Data items
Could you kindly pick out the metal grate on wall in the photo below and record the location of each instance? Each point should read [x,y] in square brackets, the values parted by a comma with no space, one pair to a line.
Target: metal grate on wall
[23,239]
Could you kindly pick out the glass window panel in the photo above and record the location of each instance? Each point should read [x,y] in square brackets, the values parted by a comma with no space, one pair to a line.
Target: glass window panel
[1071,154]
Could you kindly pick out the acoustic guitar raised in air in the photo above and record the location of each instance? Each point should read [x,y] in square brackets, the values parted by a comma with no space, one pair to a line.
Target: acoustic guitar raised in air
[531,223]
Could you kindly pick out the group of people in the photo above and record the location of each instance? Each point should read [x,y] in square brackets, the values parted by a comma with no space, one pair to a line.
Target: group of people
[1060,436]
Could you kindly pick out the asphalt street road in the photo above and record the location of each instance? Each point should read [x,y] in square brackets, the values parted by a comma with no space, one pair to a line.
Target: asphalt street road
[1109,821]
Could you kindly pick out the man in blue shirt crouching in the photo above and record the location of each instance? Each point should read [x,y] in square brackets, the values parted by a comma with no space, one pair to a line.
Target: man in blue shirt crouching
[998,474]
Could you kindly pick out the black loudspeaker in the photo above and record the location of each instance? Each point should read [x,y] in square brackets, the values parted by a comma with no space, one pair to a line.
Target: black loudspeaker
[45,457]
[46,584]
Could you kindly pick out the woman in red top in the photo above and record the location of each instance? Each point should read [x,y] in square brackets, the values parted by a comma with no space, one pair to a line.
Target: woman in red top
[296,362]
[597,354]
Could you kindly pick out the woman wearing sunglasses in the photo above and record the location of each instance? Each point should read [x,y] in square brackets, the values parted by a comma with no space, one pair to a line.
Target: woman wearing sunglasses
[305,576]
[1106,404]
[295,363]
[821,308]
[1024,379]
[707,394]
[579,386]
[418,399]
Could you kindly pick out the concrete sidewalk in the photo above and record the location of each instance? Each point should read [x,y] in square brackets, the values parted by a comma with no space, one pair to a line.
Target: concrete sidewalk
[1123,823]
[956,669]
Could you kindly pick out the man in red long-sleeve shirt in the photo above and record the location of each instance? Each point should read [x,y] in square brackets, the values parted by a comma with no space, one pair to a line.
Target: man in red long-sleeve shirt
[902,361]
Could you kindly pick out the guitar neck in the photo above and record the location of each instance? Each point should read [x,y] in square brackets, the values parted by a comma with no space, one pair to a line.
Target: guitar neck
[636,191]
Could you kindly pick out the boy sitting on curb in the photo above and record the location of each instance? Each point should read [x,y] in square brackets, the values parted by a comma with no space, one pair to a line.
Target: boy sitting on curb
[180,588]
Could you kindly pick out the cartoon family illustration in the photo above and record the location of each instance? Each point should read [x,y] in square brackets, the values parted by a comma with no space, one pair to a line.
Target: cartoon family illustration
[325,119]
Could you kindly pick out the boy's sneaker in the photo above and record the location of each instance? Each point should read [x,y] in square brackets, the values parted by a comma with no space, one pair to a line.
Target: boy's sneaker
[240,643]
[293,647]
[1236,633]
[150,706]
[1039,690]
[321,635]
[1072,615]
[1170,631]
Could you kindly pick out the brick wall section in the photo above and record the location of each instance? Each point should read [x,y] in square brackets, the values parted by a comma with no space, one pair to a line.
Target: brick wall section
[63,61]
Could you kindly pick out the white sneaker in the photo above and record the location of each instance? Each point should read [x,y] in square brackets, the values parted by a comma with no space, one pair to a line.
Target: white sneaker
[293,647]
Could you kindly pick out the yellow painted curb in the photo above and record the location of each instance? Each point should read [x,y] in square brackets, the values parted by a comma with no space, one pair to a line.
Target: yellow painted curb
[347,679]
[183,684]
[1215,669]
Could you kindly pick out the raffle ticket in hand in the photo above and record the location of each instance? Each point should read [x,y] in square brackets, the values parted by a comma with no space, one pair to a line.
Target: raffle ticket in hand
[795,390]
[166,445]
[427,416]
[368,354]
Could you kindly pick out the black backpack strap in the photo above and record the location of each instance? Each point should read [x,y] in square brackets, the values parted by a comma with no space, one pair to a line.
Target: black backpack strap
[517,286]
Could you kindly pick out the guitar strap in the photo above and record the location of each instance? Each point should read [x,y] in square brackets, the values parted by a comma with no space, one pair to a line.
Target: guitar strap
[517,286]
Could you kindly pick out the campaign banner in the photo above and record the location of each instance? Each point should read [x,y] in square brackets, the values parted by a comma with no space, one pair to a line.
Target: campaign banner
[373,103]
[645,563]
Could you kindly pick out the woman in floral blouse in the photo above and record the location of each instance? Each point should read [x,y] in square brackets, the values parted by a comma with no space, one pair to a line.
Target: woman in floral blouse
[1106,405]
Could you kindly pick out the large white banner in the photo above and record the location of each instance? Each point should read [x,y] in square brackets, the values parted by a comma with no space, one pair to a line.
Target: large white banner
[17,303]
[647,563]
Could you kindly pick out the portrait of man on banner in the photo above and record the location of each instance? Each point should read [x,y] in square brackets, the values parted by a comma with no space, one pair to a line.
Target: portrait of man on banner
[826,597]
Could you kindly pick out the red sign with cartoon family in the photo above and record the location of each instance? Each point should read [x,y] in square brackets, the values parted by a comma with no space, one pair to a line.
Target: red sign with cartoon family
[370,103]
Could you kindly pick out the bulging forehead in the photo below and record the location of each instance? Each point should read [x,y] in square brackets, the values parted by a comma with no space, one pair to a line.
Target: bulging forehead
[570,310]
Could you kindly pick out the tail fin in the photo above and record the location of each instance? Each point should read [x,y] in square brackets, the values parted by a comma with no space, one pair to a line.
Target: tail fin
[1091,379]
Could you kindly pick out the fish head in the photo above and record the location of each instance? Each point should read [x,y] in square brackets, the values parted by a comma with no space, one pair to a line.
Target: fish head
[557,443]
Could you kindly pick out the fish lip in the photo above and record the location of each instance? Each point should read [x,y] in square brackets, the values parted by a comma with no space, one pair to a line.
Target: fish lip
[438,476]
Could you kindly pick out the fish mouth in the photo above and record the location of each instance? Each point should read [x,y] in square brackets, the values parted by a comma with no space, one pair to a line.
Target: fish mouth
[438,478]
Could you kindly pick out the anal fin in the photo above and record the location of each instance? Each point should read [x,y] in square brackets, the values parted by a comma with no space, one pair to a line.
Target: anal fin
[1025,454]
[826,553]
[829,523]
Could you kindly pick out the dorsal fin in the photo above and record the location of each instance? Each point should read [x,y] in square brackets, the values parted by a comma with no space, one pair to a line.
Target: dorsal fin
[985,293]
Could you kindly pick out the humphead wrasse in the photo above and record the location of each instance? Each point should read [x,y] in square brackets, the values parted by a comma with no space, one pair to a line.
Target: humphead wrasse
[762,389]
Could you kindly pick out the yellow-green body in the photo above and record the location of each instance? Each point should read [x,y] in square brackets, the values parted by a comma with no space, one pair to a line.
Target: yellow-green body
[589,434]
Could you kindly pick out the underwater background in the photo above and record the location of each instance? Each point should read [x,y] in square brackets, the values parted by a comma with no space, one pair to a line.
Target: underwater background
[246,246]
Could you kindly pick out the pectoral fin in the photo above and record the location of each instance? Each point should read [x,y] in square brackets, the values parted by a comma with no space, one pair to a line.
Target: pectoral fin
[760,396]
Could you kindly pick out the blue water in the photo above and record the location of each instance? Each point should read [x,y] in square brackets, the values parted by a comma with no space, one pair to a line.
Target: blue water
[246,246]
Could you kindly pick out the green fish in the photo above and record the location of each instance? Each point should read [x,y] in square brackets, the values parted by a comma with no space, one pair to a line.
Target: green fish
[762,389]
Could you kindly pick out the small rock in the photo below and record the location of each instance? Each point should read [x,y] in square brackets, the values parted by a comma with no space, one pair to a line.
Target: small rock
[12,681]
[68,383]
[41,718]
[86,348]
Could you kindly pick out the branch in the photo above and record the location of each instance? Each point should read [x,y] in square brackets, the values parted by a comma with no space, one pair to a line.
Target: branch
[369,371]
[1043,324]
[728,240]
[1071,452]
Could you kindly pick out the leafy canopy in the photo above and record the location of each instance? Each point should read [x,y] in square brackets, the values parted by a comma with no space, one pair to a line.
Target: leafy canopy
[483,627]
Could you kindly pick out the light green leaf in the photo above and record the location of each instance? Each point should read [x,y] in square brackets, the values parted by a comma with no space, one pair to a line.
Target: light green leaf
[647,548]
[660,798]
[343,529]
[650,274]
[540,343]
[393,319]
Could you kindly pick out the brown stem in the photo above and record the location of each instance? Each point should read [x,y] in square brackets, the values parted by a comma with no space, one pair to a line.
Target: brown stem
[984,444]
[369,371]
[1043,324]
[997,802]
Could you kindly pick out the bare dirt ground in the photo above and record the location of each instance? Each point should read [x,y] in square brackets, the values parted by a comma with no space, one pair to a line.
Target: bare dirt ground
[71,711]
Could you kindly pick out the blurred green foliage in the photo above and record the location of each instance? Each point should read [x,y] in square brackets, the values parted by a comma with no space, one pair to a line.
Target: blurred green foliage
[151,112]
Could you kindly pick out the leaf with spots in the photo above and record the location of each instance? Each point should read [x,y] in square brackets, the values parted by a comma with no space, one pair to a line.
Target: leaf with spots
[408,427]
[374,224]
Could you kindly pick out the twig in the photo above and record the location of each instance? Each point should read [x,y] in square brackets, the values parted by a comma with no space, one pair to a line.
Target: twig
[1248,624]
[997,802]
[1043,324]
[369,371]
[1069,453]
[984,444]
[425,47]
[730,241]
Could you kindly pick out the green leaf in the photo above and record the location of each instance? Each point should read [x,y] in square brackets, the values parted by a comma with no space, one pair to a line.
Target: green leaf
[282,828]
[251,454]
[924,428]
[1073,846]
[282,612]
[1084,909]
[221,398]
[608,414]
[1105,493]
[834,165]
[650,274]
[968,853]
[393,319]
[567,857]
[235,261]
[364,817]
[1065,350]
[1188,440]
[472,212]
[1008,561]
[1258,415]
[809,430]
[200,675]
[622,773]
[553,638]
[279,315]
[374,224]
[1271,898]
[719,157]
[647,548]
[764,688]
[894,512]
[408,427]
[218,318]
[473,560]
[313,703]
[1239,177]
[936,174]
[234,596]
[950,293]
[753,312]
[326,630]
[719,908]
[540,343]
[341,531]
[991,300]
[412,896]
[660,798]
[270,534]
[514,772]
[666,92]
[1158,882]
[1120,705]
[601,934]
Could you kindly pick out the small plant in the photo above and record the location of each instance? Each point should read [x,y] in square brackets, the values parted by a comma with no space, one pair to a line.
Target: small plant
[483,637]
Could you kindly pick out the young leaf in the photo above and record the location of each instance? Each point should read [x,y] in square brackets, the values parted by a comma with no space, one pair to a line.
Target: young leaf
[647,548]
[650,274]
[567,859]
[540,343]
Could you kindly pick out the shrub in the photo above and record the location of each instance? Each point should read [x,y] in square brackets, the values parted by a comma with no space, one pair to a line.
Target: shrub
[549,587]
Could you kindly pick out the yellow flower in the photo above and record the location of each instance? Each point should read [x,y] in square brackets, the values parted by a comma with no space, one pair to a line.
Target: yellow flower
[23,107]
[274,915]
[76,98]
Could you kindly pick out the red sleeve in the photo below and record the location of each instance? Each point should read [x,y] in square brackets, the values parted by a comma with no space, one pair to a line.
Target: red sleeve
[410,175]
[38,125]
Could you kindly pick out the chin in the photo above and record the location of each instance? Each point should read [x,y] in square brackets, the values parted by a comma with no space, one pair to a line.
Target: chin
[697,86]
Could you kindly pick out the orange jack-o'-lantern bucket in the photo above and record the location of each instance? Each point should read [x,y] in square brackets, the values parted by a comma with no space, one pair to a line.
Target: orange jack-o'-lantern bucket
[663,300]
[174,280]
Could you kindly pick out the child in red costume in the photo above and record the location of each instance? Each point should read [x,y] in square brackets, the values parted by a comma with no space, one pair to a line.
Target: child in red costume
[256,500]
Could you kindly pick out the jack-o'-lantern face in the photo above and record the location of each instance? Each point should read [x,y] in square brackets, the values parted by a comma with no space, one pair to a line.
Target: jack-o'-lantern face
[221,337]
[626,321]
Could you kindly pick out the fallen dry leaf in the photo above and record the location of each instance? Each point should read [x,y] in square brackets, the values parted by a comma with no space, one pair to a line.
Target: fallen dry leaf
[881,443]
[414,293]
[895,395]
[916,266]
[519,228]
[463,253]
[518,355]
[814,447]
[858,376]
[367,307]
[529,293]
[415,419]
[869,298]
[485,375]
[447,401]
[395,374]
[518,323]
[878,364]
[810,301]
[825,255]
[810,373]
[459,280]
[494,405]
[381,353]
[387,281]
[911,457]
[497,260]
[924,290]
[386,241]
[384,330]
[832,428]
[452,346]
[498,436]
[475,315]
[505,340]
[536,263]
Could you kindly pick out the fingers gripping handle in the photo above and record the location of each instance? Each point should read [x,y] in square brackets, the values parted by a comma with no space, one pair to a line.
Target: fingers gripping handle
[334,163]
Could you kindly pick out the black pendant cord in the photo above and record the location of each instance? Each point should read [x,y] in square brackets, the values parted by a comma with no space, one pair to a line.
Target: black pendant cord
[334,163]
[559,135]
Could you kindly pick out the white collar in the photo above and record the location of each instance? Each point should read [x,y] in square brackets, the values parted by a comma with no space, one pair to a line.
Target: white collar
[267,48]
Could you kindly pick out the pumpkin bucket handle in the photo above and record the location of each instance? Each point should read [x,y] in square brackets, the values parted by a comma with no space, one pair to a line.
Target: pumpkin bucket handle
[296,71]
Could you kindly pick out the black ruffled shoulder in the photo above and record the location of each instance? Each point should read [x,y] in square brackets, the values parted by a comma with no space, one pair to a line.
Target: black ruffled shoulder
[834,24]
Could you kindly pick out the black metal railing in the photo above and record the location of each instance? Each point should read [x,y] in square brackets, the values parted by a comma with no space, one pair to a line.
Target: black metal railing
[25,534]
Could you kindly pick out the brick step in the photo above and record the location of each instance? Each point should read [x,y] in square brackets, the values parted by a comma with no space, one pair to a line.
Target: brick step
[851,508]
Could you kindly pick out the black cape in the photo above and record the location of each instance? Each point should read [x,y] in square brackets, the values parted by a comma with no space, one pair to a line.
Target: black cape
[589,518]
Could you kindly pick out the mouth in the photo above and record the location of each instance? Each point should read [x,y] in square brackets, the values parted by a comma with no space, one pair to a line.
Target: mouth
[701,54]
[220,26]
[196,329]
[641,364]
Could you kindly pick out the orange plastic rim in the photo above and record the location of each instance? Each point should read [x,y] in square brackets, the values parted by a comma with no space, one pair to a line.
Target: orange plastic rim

AIM OF THE TASK
Can you repeat, word for word, every line above from the one containing "Could you kindly pick out the boy's" down to the one containing "Could you kindly pick out the raffle", including both?

ANSWER SECTION
Could you kindly pick out the boy's sneaker in the photo above and record the location of each instance? Each point should read [x,y] in square brackets, the values parted by a comma with no space, one pair to a line.
Target: boy's sneaker
[240,643]
[293,647]
[1236,633]
[150,706]
[1039,690]
[321,635]
[1072,615]
[1170,631]
Could you kindly pick out the brick wall section in the photo above and record the location of each instance? Each point should read [x,y] in square brackets, the values parted by a comma with no space, one pair to a line.
Target: brick wall section
[63,61]
Could you kindly pick out the white sneaker in the photo above and record the location of each instance? Each point should read [x,y] in square brackets, the values parted by a comma with no space, one pair to a line.
Target: white sneaker
[293,647]
Could you kindly pick out the yellow painted curb in the photo above and record the location of each instance? Each point should read [x,y] in square brackets, the values parted by a comma with no space, one pair to a line.
Target: yellow painted curb
[347,679]
[183,684]
[1215,669]
Could you kindly pick out the raffle ticket in hand in the photo above and record the location of each instance? Each point should read [x,y] in square brackets, the values parted by a comma with no space, one pair to a line.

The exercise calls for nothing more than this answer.